[Start of section]
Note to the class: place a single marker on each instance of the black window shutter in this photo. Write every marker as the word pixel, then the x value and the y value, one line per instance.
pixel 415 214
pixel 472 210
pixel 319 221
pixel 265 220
[End of section]
- [Exercise directions] Print out the listing in full, exactly as it appears.

- [Task output]
Note to the class: place a single marker on each instance of the black window shutter in this photo. Write every marker as the word pixel, then the x value and the y value, one line per instance.
pixel 415 214
pixel 472 210
pixel 319 221
pixel 265 220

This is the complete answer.